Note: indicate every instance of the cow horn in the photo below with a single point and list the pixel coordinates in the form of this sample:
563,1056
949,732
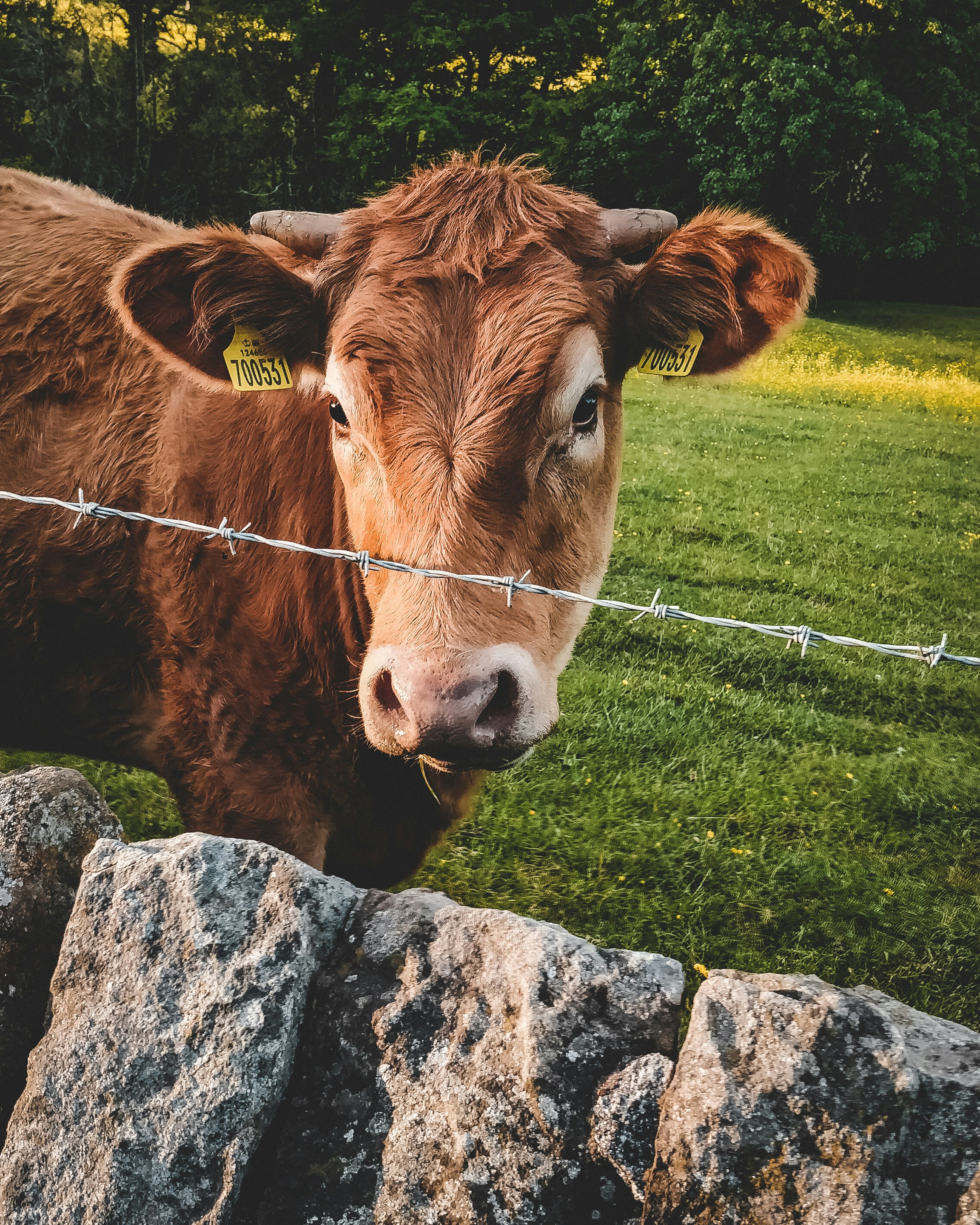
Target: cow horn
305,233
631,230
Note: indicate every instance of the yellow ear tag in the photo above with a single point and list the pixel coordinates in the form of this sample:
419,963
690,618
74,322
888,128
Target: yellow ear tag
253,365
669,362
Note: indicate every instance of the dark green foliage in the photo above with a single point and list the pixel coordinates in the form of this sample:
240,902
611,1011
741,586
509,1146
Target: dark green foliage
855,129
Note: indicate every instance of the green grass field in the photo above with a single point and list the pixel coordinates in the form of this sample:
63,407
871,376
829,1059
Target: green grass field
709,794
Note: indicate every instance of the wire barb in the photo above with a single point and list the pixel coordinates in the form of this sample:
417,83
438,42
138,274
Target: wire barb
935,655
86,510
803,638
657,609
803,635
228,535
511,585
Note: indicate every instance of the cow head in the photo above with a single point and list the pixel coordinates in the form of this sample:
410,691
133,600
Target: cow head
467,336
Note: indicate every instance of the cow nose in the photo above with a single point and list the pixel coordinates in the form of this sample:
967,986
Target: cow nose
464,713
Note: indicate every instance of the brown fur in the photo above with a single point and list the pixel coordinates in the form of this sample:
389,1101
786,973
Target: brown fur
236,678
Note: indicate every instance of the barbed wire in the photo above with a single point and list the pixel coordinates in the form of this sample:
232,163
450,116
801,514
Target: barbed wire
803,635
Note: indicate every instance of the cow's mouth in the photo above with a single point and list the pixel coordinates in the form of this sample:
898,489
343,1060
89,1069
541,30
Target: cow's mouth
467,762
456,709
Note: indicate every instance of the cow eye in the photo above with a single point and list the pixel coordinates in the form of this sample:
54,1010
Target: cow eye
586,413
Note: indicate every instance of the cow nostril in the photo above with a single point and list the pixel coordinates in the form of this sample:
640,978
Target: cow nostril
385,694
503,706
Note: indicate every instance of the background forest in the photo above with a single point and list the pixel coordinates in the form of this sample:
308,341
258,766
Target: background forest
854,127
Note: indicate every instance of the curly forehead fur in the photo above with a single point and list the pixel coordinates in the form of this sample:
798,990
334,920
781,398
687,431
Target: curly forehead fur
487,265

→ **Task to complete**: Pictures stay out of the copy; print the material above exactly.

→ **Your solution**:
Note: indicate every instance of the cow horn in the photo below with a single point and list the pixel coordinates in the form of this sample:
563,1056
949,732
Target: cow horn
305,233
631,230
Note: indicate every instance of the yellow ear tag in the photo above with a single point and list the pixel coordinates in the form of this sample:
419,963
690,618
74,322
888,128
Target: yellow ear tag
253,365
669,362
Note: indicate every instance of the dark green foliage in the photo above with a single point and list the pixel coordinates in the form of this sample:
240,902
611,1011
741,586
509,1146
Target: dark green foliage
855,129
Note: indicate every instance of the green grass field in the photo above with a single point and list the pixel coordinates in the form of this sample:
63,407
871,376
829,1059
Target: green grass field
709,794
Note: indicate every instance of the wire barb in the photo above with a single point and list the pixel coordinates in the form of this sample:
417,83
438,42
138,274
Target: wire barb
935,655
86,510
803,638
657,609
803,635
228,535
511,585
Note: indicate every instance of the cow head in the photo above with a single point and list the pixel coordinates in the form of this sample:
410,691
133,600
Target: cow head
467,336
Note: indicate every instance of the cow nose in the photo above with a single point and list the pixel coordinates in the form of this sample:
967,986
Target: cow nose
464,713
Note: indicate every instance of the brown fur in the photo above with a single point and list the pixel coordinates in the form of this sample:
389,1101
786,973
Target: brown fur
236,678
Note: indicate every instance of the barbed wire in the photo above with a single point and list the pixel coordinates in the form of this sample:
232,163
450,116
801,514
Target: barbed wire
803,635
Note: indicate every instance of the cow's mouth in the photo above with a single point and list the pixel coordinates in the form of this sample:
898,489
343,1060
89,1069
541,30
Target: cow's mouth
467,762
456,709
Note: indicate every instance of the cow eye in the photo above with a single point and list the pixel coordinates in the form of this sample:
54,1010
Target: cow eye
586,413
Note: indicate every instance of the cow nostril in the photo above with a single point and list the pixel coordinates in the form of this sample:
640,978
Target: cow nostril
385,694
503,706
Note: indicate every instance of the background forest in the photo above with a single point and list the pixel coordinates in the form of this sample:
308,341
258,766
Target: background forest
854,127
Note: indicate every instance of the curly forehead fur in the photo above with a single point and list the pixel coordinates in the form of this sample:
798,990
334,920
781,398
687,431
Target: curly forehead fur
487,265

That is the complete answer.